INPUT RECORDS:
+-------+

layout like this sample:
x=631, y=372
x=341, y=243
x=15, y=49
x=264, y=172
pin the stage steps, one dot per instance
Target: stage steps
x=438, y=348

+-------+

REQUEST:
Copy out the whole listing above, word for word and line for line.

TASK RESULT:
layout like this sample:
x=631, y=372
x=341, y=243
x=15, y=49
x=264, y=172
pin the stage steps, one dot per instance
Target: stage steps
x=438, y=348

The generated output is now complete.